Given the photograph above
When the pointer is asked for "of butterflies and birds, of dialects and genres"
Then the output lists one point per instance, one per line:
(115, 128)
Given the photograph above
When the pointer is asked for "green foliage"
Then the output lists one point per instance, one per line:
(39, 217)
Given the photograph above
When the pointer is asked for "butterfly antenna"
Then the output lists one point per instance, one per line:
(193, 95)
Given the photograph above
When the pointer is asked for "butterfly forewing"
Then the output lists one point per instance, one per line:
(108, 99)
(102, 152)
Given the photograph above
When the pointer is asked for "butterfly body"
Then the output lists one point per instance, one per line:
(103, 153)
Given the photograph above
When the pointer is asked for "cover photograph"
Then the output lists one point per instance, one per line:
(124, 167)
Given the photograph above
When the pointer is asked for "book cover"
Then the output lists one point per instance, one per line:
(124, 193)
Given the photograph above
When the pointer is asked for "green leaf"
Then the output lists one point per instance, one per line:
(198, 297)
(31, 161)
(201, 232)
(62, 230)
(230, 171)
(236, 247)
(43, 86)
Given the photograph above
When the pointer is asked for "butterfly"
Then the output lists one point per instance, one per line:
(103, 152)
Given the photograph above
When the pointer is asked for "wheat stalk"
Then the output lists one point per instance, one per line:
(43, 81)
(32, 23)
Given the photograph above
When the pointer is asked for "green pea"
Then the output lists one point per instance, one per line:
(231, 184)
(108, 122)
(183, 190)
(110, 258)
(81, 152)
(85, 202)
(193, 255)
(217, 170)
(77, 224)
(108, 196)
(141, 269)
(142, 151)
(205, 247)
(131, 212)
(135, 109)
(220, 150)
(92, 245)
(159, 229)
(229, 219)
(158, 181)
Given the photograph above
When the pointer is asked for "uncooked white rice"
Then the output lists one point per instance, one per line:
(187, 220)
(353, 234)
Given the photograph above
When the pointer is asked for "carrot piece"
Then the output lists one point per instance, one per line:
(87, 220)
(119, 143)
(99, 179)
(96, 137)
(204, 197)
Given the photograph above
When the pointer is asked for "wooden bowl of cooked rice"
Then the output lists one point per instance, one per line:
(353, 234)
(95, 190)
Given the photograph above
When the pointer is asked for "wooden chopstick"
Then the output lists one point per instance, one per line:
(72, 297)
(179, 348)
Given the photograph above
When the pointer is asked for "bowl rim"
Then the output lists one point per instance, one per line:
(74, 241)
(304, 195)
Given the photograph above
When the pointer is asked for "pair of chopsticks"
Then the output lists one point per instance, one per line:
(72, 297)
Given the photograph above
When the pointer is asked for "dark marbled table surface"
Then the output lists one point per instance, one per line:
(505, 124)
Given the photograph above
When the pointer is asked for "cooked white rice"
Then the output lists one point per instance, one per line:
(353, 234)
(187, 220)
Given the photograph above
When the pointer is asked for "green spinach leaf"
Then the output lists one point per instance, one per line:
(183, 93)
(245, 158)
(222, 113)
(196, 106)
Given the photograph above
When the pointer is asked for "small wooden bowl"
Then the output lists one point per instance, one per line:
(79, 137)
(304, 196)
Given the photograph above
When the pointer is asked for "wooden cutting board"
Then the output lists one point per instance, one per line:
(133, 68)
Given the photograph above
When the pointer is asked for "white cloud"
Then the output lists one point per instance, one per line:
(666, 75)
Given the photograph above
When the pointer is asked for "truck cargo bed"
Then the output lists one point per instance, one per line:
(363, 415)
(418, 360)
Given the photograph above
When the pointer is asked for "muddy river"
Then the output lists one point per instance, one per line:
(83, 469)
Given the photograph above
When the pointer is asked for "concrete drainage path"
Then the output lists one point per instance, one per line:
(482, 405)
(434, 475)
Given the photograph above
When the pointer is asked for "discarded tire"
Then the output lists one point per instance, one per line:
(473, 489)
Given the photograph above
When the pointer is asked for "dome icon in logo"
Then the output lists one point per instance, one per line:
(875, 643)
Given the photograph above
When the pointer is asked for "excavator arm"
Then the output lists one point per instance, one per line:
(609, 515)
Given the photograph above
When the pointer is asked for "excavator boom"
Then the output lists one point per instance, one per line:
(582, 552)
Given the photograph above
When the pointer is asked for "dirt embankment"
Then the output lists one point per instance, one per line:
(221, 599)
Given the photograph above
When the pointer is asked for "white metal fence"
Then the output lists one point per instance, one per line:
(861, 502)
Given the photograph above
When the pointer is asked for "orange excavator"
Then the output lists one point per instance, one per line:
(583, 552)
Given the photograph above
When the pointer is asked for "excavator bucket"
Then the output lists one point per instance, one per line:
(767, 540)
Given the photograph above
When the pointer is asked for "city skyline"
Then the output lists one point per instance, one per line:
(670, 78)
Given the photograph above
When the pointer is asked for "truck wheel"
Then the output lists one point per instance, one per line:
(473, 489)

Task goal: Write out each line of the data above again, exactly as given.

Written reply:
Given the photograph above
When the pointer is asked for "of butterflies and birds, of dialects and genres"
Then the output lists one point per instance, one per line:
(115, 128)
Given the photograph above
When the pointer is asked for "green foliage"
Then the output lists one point per instance, one per line:
(39, 217)
Given the photograph above
When the pointer is asked for "butterfly antenna"
Then the output lists one point per instance, one per line:
(193, 95)
Given the photograph above
When the pointer is asked for "butterfly forewing"
Then the output lists one point per instance, one per line:
(108, 99)
(102, 152)
Given the photograph above
When the pointer is asked for "butterfly body"
Then the output lists one point per instance, one per line:
(103, 153)
Given the photograph above
When the pointer is asked for "cover photograph"
Then the output lists one point per instance, one per line:
(124, 167)
Given the photograph above
When the pointer is asked for "book cover"
Then the output lists one point per instance, one per line:
(124, 193)
Given the photograph above
When the pointer is asked for "green leaf"
Then the output lists one point per instance, one per line:
(198, 297)
(31, 161)
(201, 232)
(62, 230)
(230, 171)
(236, 247)
(43, 86)
Given the photograph above
When the pointer is asked for "butterfly"
Then the output lists one point per instance, one per line:
(103, 152)
Given the photograph above
When the pointer is asked for "wheat stalk"
Then the output lists one point per instance, one per line:
(43, 81)
(32, 23)
Given the photograph above
When the pointer is asked for "green pea"
Then the output lists one point per instance, one per line:
(231, 184)
(108, 122)
(183, 190)
(110, 258)
(81, 152)
(85, 202)
(193, 255)
(217, 170)
(77, 224)
(108, 196)
(141, 269)
(142, 151)
(205, 247)
(131, 212)
(135, 109)
(220, 150)
(92, 245)
(159, 229)
(229, 219)
(158, 181)
Given the photograph above
When the pointer is asked for "uncooked white rice"
Then the output lists one point per instance, one per line:
(187, 220)
(353, 234)
Given the photograph above
When the pointer is asked for "carrot piece"
Then the output lists one point per instance, one per line:
(87, 220)
(119, 143)
(99, 179)
(96, 137)
(204, 197)
Given the photograph above
When the pointer is asked for "wooden bowl of cooked rice"
Then the output lists one point per instance, one per line:
(353, 234)
(95, 190)
Given the photograph above
When the pointer is asked for "wooden chopstick"
Then the output lists one point per instance, one per line:
(72, 297)
(179, 348)
Given the photograph above
When the pointer is asked for "bowl rim"
Then the output lists one point per instance, one per line:
(74, 241)
(304, 195)
Given the photograph above
When the pointer is asked for "pair of chopsticks"
Then the output lists one point per instance, one per line:
(72, 297)
Given the photograph above
When the pointer is asked for "dark marbled table surface"
Then the output lists one point per instance, one per line:
(505, 124)
Given the photograph above
When the pointer is asked for "cooked white rice"
Then the output lists one point per instance, one per line:
(353, 234)
(187, 220)
Given the photograph above
When the pointer is asked for "green spinach leaf"
Then the output lists one point per instance, one per line:
(183, 93)
(245, 158)
(222, 113)
(196, 106)
Given the photograph above
When the pointer is asked for "small wooden bowl"
Then the output lists one point per instance, one per line:
(79, 137)
(304, 196)
Given the photograph above
When the pointer is asked for "wooden cutting board"
Then the output lists one point per instance, one per line:
(133, 68)
Given the photograph above
When the pointer is asked for "white cloud"
Then the output lists one point per instance, one per line:
(666, 75)
Given the photograph above
When the pointer is asked for "truck cargo bed"
Then the output lists one point per instance, one per line:
(363, 415)
(418, 360)
Given the photograph above
When the pointer is asked for "muddy river"
Then the output lists one point per instance, one per line:
(83, 469)
Given the photograph above
When the pointer is asked for "concrete drainage path"
Then the output lists one point per instance, one per line:
(482, 405)
(434, 475)
Given the photograph above
When the pointer is asked for "discarded tire"
Then the output lists one point per instance, one per line:
(473, 489)
Given the photograph above
When the pointer is asked for "dome icon in logo"
Then the output lists one point per instance, one per line:
(875, 643)
Given the photograph above
When the pointer is asked for "excavator arm"
Then the output lists one point per instance, one per line:
(609, 515)
Given the photograph above
When the pointer is asked for "excavator boom"
Then the output lists one point per instance, one per line:
(582, 552)
Given the photograph above
When the pointer is asked for "dirt embankment"
Then the output lists one point per instance, one per line:
(221, 599)
Given the photograph above
When the pointer is asked for "white metal fence"
Then the output lists one point per instance, one per line:
(861, 502)
Given the photograph above
When the pointer is asked for "orange excavator"
Then the output lists one point per instance, one per line:
(583, 552)
Given the photograph above
When the pointer is asked for "excavator bucket"
Then the output lists one point per instance, one per line:
(767, 540)
Given the photograph above
When the pointer is asked for "city skyline"
Then the output lists one point per instance, one per line:
(670, 78)
Given the photograph above
When the pointer is asked for "truck wheel"
Then the output lists one point per instance, one per line:
(473, 489)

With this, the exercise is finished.